◆ **The request**: Count the lines in the records below that contain the word "swab". Reply with the number alone.

◆ **Information provided**:
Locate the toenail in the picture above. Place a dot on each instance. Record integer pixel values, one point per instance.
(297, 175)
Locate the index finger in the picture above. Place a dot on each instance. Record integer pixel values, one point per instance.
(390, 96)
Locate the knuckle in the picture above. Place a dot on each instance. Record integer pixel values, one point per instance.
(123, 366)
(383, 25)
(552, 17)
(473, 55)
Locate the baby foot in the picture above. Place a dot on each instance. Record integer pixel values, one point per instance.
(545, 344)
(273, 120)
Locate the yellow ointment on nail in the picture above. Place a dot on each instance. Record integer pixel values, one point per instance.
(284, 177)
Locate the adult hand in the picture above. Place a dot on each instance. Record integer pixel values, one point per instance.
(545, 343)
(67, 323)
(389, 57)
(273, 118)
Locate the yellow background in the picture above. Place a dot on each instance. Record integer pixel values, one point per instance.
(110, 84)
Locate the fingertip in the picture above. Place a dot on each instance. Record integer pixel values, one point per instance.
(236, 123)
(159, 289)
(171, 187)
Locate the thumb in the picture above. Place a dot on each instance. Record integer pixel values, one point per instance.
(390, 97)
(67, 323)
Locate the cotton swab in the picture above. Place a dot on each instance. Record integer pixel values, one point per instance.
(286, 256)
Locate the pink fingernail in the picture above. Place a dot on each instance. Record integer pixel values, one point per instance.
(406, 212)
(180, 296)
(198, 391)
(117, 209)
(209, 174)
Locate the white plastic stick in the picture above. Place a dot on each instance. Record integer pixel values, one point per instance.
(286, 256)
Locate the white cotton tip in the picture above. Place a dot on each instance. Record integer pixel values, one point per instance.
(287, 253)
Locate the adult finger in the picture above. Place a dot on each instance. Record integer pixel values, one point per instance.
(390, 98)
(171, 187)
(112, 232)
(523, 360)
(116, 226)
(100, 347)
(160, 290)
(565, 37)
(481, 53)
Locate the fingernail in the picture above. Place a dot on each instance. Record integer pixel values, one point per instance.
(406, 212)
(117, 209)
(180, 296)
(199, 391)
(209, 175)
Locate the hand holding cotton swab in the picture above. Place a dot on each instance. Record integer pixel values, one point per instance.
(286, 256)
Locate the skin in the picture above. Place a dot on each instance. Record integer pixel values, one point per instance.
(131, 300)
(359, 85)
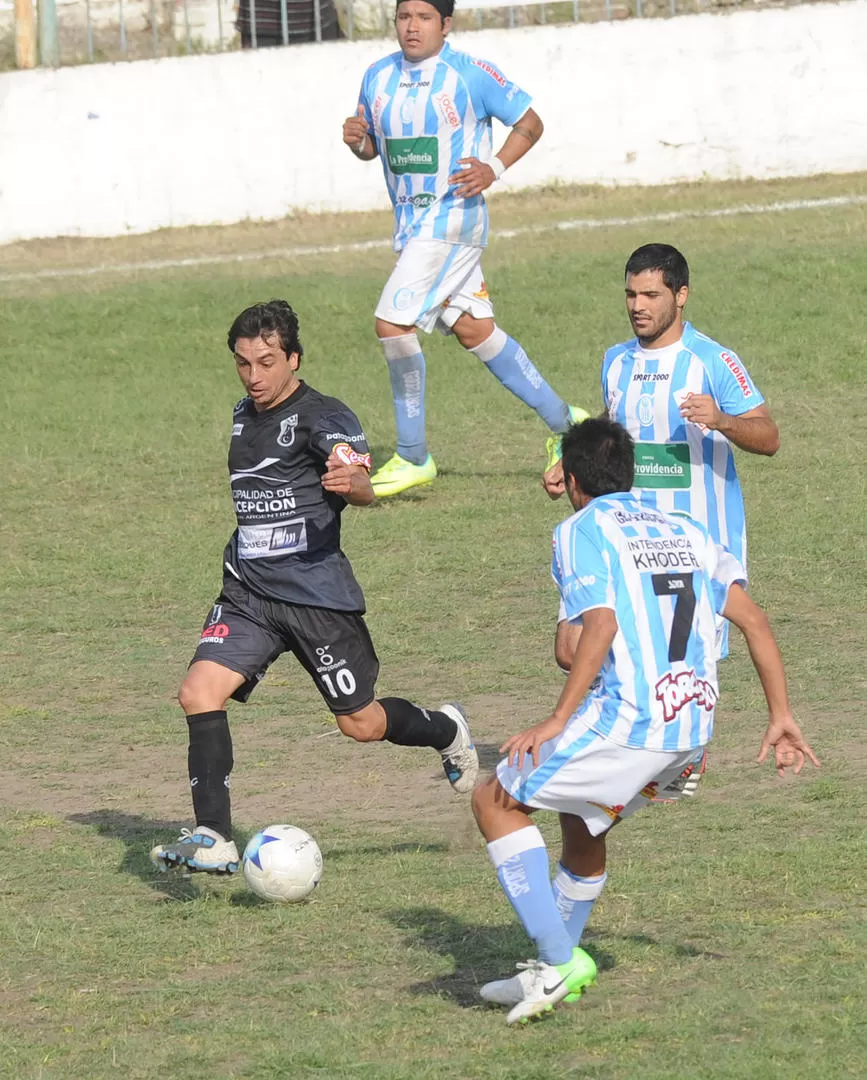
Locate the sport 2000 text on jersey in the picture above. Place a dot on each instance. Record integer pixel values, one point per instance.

...

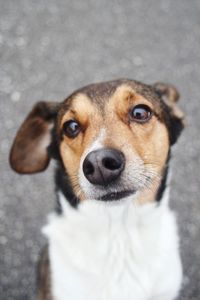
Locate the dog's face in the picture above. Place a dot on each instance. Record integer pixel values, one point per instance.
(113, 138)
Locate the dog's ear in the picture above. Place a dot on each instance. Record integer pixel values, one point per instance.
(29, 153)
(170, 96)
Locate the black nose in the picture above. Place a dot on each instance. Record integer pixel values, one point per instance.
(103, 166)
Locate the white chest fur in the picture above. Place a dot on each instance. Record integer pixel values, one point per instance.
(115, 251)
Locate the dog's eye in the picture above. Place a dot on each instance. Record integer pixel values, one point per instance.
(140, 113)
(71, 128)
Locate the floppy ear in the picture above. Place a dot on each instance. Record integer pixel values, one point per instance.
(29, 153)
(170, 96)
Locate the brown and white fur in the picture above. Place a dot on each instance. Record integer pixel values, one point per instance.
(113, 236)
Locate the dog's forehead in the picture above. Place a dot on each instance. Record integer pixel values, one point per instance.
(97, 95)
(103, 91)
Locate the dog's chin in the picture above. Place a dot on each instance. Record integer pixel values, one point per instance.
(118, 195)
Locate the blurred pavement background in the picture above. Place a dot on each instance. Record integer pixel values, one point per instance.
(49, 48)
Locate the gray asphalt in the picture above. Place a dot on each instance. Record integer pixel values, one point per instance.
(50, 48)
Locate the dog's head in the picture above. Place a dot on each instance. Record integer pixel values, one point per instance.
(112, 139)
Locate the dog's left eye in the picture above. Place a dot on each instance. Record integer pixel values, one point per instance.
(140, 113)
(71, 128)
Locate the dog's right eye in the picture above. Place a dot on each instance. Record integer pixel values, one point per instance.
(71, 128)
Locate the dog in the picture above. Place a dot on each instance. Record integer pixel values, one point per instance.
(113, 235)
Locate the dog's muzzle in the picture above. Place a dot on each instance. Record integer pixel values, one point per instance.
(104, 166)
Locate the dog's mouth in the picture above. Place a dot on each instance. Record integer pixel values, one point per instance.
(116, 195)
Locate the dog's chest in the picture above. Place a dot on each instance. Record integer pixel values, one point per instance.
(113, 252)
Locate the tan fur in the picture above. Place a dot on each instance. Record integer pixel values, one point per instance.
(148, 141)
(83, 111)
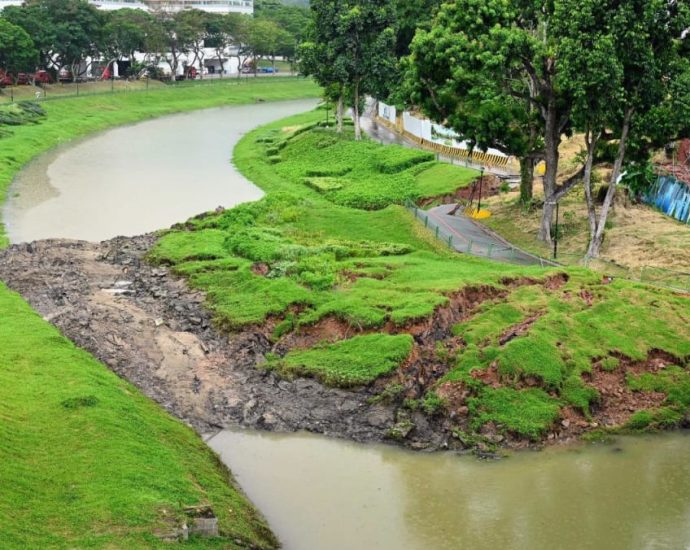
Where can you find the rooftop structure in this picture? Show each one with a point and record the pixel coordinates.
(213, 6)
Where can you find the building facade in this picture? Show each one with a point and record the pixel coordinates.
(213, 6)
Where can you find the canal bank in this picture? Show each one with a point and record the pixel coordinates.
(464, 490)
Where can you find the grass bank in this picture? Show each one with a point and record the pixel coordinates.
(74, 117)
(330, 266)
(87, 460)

--

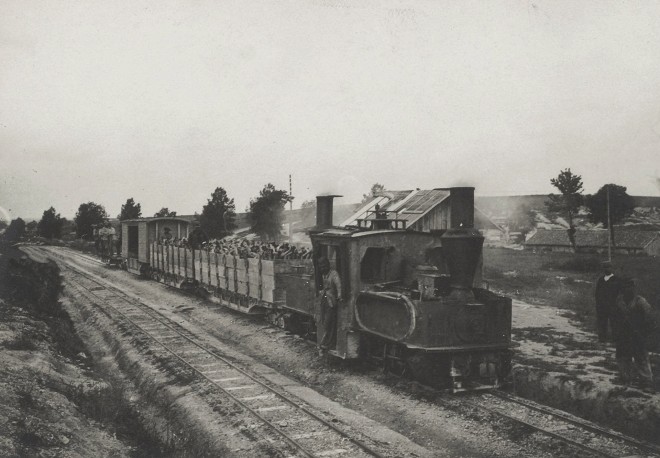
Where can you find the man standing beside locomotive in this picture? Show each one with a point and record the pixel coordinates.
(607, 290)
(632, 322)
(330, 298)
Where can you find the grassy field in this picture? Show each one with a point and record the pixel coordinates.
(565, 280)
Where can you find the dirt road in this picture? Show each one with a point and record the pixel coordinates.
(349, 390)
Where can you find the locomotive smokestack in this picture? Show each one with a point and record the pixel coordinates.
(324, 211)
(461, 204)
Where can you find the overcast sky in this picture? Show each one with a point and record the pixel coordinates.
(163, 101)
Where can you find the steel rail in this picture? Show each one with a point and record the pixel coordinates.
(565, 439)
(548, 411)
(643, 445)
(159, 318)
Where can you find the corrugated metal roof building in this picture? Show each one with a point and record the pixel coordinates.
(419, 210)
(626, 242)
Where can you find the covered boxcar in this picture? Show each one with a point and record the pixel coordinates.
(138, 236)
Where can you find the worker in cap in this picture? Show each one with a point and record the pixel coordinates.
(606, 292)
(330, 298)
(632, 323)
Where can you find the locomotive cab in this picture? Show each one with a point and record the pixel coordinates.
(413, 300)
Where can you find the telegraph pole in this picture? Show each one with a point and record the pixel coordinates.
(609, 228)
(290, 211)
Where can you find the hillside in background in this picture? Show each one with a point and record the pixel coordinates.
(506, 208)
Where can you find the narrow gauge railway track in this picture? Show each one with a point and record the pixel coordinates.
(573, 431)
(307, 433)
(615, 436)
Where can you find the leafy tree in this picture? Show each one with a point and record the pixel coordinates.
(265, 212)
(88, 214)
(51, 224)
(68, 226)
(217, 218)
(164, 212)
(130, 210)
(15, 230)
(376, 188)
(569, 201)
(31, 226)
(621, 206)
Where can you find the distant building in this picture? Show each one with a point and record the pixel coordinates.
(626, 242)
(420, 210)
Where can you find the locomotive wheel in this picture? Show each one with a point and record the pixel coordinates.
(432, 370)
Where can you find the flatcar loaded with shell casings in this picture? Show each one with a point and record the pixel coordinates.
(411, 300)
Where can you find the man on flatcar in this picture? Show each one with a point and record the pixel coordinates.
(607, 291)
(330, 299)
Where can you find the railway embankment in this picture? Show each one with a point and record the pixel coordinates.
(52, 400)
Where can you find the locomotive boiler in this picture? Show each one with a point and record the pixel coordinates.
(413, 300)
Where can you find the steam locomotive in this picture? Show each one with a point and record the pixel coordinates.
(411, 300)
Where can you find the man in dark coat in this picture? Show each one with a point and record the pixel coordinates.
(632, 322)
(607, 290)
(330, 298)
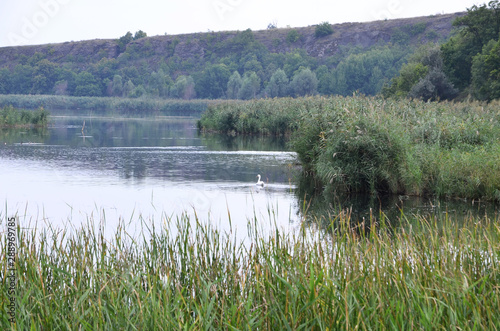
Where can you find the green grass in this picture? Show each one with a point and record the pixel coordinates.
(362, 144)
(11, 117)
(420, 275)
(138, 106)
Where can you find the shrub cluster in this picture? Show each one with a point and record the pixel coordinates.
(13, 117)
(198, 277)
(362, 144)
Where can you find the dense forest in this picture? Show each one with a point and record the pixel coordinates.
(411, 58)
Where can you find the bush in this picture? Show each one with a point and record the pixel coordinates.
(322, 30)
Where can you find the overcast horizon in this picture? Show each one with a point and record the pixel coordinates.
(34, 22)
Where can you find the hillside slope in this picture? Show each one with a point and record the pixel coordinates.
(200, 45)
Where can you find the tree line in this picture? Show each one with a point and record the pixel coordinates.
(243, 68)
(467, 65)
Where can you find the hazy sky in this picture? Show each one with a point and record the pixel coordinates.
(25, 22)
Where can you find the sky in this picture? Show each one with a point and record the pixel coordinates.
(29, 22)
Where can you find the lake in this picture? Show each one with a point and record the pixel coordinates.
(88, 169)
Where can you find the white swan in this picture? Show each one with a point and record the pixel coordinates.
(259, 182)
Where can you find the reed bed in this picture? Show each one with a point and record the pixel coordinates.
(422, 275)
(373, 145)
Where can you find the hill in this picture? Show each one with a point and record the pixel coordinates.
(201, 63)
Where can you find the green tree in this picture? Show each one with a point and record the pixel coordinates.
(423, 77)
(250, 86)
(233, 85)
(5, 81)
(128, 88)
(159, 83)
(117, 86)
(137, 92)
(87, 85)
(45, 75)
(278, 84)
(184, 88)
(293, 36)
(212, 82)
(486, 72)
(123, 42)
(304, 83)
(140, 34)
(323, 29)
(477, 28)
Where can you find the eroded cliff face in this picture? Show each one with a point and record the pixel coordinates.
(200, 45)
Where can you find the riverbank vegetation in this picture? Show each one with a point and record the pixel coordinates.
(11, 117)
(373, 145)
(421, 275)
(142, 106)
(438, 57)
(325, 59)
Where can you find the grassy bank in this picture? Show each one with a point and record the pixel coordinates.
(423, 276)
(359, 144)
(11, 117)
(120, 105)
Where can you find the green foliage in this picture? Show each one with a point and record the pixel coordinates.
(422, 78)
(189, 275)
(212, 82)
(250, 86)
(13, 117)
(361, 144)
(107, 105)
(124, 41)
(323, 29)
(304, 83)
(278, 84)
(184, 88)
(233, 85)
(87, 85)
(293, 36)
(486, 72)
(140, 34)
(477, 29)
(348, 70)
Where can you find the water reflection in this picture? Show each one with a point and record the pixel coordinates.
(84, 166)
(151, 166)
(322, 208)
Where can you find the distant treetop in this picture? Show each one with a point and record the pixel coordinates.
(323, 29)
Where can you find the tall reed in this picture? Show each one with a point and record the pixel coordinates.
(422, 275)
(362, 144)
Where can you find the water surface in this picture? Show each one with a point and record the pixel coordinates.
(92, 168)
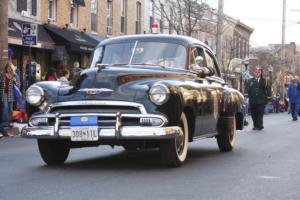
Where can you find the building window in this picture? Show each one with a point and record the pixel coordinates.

◆ **Complete response**: 2